**EXERCISE BRIEF:**
Write out the entire listing exactly, so that each line matches the original.

**SOURCE INFORMATION:**
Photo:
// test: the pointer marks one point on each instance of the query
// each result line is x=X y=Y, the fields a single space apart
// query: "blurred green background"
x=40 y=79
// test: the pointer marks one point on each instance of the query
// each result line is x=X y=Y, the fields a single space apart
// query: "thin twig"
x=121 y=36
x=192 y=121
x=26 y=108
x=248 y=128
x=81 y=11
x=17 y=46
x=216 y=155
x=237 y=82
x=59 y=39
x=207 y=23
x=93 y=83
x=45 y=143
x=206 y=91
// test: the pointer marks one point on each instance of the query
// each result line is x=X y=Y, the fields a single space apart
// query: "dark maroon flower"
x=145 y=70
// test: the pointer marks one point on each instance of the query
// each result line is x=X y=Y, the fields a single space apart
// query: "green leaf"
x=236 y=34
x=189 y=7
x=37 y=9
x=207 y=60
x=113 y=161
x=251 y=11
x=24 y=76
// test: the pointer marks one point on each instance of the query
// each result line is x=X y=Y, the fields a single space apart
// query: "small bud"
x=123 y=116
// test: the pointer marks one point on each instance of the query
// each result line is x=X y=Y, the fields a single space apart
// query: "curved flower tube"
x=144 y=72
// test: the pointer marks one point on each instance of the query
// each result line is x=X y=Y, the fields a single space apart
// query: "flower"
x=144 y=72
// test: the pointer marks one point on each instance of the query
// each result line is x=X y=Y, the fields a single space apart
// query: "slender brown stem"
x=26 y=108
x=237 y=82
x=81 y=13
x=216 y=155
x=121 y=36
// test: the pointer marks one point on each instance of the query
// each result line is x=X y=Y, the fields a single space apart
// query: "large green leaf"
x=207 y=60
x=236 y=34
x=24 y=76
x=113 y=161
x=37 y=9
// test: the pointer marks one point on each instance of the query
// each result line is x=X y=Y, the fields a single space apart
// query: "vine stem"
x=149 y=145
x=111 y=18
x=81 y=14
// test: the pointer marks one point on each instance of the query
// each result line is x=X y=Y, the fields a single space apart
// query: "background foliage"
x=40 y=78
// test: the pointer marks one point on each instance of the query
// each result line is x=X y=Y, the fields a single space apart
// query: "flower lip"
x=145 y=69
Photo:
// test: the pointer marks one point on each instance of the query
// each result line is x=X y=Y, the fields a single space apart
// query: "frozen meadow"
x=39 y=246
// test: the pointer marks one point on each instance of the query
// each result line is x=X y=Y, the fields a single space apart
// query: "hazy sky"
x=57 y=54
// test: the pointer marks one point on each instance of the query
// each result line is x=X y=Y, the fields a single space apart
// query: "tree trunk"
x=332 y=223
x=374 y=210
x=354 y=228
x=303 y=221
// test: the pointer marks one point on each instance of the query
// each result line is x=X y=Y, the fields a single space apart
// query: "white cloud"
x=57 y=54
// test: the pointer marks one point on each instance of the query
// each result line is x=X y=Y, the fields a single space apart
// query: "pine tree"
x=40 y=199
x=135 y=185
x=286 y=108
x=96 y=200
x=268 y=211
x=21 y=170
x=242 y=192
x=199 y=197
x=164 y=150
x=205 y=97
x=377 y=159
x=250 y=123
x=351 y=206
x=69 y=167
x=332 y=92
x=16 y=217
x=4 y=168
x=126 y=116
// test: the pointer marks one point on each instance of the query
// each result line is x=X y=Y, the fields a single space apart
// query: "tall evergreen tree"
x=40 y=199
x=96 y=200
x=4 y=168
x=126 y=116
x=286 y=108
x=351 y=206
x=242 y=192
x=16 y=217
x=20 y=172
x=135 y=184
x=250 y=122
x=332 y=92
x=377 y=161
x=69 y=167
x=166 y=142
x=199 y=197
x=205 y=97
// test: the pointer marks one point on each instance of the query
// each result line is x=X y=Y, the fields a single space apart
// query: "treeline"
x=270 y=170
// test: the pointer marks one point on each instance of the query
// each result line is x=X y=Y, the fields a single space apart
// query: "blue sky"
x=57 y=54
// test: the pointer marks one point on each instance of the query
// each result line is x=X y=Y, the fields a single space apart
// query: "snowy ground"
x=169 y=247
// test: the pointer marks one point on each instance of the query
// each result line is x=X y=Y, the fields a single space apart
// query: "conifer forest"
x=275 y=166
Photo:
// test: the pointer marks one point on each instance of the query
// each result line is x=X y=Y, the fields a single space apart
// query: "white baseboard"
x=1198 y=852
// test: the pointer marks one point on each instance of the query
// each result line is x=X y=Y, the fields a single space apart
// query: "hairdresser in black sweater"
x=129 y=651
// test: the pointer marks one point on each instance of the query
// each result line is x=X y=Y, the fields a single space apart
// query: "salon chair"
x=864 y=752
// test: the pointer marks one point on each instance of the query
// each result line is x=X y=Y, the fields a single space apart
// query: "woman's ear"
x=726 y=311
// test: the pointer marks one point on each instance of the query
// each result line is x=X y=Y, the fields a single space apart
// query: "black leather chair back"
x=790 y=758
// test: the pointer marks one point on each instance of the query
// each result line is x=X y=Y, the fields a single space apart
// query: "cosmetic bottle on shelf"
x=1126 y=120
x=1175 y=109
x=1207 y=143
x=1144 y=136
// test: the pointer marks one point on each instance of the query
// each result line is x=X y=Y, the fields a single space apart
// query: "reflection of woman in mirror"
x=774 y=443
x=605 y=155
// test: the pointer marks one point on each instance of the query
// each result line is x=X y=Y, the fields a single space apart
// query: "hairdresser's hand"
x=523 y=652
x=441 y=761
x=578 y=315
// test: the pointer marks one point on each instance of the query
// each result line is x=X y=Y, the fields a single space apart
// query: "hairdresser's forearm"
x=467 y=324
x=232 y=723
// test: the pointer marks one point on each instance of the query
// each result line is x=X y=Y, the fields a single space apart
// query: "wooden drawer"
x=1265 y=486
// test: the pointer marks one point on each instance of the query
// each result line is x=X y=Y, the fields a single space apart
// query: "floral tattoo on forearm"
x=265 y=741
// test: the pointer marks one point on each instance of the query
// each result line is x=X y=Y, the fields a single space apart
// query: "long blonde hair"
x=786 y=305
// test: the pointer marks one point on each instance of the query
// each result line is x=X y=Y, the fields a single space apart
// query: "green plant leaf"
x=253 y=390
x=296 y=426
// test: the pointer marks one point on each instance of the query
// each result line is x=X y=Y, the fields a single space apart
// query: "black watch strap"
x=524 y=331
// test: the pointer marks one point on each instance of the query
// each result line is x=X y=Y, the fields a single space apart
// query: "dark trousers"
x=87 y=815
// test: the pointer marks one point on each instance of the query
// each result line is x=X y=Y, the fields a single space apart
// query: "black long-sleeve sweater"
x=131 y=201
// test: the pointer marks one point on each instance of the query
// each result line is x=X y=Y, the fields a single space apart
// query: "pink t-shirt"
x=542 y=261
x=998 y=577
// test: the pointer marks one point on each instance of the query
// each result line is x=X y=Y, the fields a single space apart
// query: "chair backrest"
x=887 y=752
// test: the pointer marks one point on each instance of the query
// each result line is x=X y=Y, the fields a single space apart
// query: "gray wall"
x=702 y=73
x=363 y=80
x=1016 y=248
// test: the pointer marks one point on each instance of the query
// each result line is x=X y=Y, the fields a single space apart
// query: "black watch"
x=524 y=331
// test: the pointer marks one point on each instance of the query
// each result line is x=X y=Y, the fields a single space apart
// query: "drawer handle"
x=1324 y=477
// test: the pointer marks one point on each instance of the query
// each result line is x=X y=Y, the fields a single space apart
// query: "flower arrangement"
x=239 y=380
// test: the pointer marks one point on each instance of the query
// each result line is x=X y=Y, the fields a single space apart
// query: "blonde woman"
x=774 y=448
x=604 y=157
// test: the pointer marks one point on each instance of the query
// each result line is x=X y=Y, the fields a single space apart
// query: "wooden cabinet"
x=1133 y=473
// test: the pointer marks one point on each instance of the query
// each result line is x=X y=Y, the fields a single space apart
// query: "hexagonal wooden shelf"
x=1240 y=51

**ANSWER TO THE PROBLEM:**
Photo:
// test: the pointer marks one point on each instance of the query
// each result line is x=X y=Y, the fields a single space apart
// query: "blurred green background"
x=40 y=79
// test: the pointer marks one point on each instance of the query
// each result line is x=X y=Y, the fields a single space apart
// query: "thin twig"
x=121 y=36
x=192 y=121
x=26 y=108
x=248 y=128
x=81 y=11
x=17 y=46
x=216 y=155
x=237 y=82
x=59 y=39
x=207 y=23
x=93 y=83
x=45 y=143
x=206 y=91
// test: the pointer marks one point on each instance of the query
// each result line is x=X y=Y, the fields a single space apart
// query: "dark maroon flower"
x=145 y=70
// test: the pointer marks one point on each instance of the query
// each result line is x=X y=Y, the fields a single space apart
// query: "green leaf"
x=236 y=34
x=189 y=7
x=37 y=9
x=207 y=60
x=113 y=161
x=251 y=11
x=24 y=76
// test: the pointer marks one point on each instance of the query
// each result line is x=X y=Y, the fields a single space apart
// query: "small bud"
x=123 y=116
// test: the pointer marks one point on each instance of the query
// each result line is x=X y=Y, the fields a single space apart
// query: "curved flower tube"
x=144 y=72
// test: the pointer marks one point on each instance of the query
// each result line is x=X y=Y, the fields a single space apart
// query: "flower"
x=144 y=72
// test: the pointer marks one point on each instance of the query
// each result line is x=X y=Y, the fields a single space apart
// query: "slender brown stem"
x=26 y=108
x=237 y=82
x=81 y=13
x=216 y=155
x=121 y=36
// test: the pointer marks one point on each instance of the query
// each result line is x=X y=Y, the fields a single space apart
// query: "large green leaf"
x=207 y=60
x=236 y=34
x=24 y=76
x=113 y=161
x=37 y=9
// test: the pointer marks one point on each instance of the query
// each result line is x=X y=Y, the fields a single space apart
// query: "vine stem"
x=149 y=145
x=111 y=18
x=81 y=14
// test: the pointer marks one point on each instance of the query
// each result line is x=X y=Y, the fields a single space apart
// query: "background foliage"
x=40 y=78
// test: the pointer marks one point on each instance of the query
// each result line is x=X y=Y, the fields a single space apart
// query: "flower lip"
x=145 y=69
Photo:
// test: the pointer marks one point on each instance of the query
// each result line is x=X y=Y, the fields a single space apart
// query: "frozen meadow"
x=39 y=246
// test: the pointer marks one point on each instance of the query
// each result line is x=X y=Y, the fields a single space apart
// query: "hazy sky"
x=57 y=54
// test: the pointer marks one point on each instance of the query
// each result line is x=X y=Y, the fields a single space apart
// query: "tree trunk"
x=332 y=223
x=374 y=210
x=354 y=228
x=303 y=221
// test: the pointer marks one point on each instance of the query
// each result line is x=X y=Y, the fields a single space apart
// query: "white cloud"
x=57 y=54
// test: the pointer marks one point on each instance of the query
// each result line is x=X y=Y, the fields a single space apart
// query: "pine tree"
x=40 y=199
x=135 y=185
x=286 y=108
x=96 y=200
x=268 y=211
x=21 y=170
x=242 y=192
x=199 y=197
x=164 y=150
x=205 y=97
x=377 y=159
x=250 y=123
x=351 y=206
x=69 y=167
x=332 y=92
x=16 y=217
x=4 y=168
x=126 y=116
// test: the pointer marks one point on each instance of the query
// each result line is x=X y=Y, the fields a single space apart
// query: "tall evergreen tree"
x=40 y=199
x=96 y=200
x=4 y=168
x=126 y=116
x=286 y=108
x=351 y=206
x=242 y=192
x=16 y=217
x=20 y=172
x=135 y=184
x=250 y=122
x=332 y=92
x=377 y=161
x=69 y=167
x=166 y=142
x=199 y=197
x=205 y=97
// test: the pointer marks one point on each instance of the query
// each result line is x=X y=Y, the fields a single space apart
// query: "treeline"
x=270 y=170
// test: the pointer marks one point on each instance of the query
// each result line is x=X y=Y, the fields a single space apart
// query: "blue sky"
x=57 y=54
// test: the pointer marks one point on each instance of the query
// each result line is x=X y=Y, the fields a single space apart
// query: "snowy ground"
x=169 y=247
// test: the pointer marks one point on each instance of the query
// each result line is x=X y=Y, the fields a single space apart
// query: "conifer forest"
x=275 y=166
Photo:
// test: the pointer marks one point on each instance of the query
// each result line is x=X y=Y, the fields a single space apart
// query: "white baseboard"
x=1198 y=852
// test: the pointer marks one point on each instance of the query
// each result line is x=X y=Y, the fields a single space apart
// query: "hairdresser in black sweater"
x=129 y=651
// test: the pointer marks one point on each instance of the query
// each result line is x=X y=Y, the fields a single space apart
// query: "salon chair"
x=864 y=752
// test: the pointer marks one point on each instance of the query
// each result line is x=X y=Y, the fields a single space apart
// query: "woman's ear"
x=726 y=311
// test: the pointer marks one point on each instance of the query
// each result line is x=X y=Y, the fields a single space apart
// query: "black leather chair back"
x=790 y=758
// test: the pointer marks one point on each instance of the query
// each result line is x=X y=Y, the fields a single space apart
// query: "cosmetic bottle on shelf"
x=1126 y=120
x=1175 y=109
x=1207 y=143
x=1144 y=136
// test: the pointer marks one point on each instance of the query
// each result line is x=X y=Y, the fields a single space apart
// query: "reflection of woman in mirror"
x=774 y=443
x=605 y=155
// test: the pointer marks one point on each instance of the query
// each result line is x=X y=Y, the fields a single space apart
// query: "hairdresser's hand"
x=523 y=652
x=441 y=761
x=578 y=315
// test: the pointer marks one point on each instance of the query
// each result line is x=X y=Y, the fields a single space apart
// query: "hairdresser's forearm"
x=467 y=324
x=232 y=723
// test: the pointer marks one point on each instance of the query
// each result line is x=X y=Y, the fields a single space apart
// query: "wooden drawer"
x=1265 y=486
// test: the pointer marks one point on each instance of the query
// each result line is x=X y=Y, the fields a single space apart
// query: "floral tattoo on forearm"
x=265 y=741
// test: the pointer marks one point on each instance of the query
// each result line is x=X y=Y, the fields a single space apart
// query: "long blonde hair"
x=786 y=305
// test: the pointer marks one point on each instance of the query
// each result line is x=X y=Y, the fields a single space apart
// query: "green plant leaf"
x=253 y=390
x=296 y=426
// test: the pointer marks one point on each instance of the query
// each result line is x=X y=Y, the fields a single space apart
// query: "black watch strap"
x=524 y=331
// test: the pointer marks one point on each instance of the query
// each result line is x=X y=Y, the fields a single space apart
// query: "dark trousers"
x=87 y=815
// test: the pointer marks one point on each instance of the query
// each result line is x=X y=Y, the fields a single space apart
// query: "black long-sleeve sweater"
x=131 y=201
// test: the pointer marks one point on each instance of the query
// each result line is x=X y=Y, the fields a single space apart
// query: "pink t-shirt"
x=542 y=261
x=998 y=577
// test: the pointer marks one point on each instance of the query
// each result line is x=X y=Y, the fields a single space apart
// query: "chair backrest"
x=887 y=752
// test: the pointer marks one point on each instance of the query
// each result line is x=X y=Y, the fields a single space apart
// query: "gray wall"
x=702 y=73
x=363 y=80
x=1016 y=248
// test: the pointer marks one point on each instance of the query
// each result line is x=X y=Y, the fields a single space apart
// query: "black watch"
x=524 y=331
// test: the pointer marks one point on each instance of the query
// each result line is x=X y=Y, the fields a single space apart
// query: "drawer handle"
x=1324 y=477
// test: the pointer marks one point on each instance of the query
// each result line is x=X y=Y, the fields a single space apart
// query: "flower arrangement"
x=239 y=380
// test: the pointer marks one point on each instance of the query
// each result line is x=X y=Y, the fields a single space apart
// query: "blonde woman"
x=774 y=448
x=604 y=157
// test: the pointer marks one point on each instance of the query
// each result line is x=X y=Y, the fields a single space apart
// query: "wooden cabinet"
x=1133 y=473
// test: the pointer marks one point on each instance of the query
// each result line is x=X y=Y, the fields a single space apart
// query: "hexagonal wooden shelf"
x=1240 y=51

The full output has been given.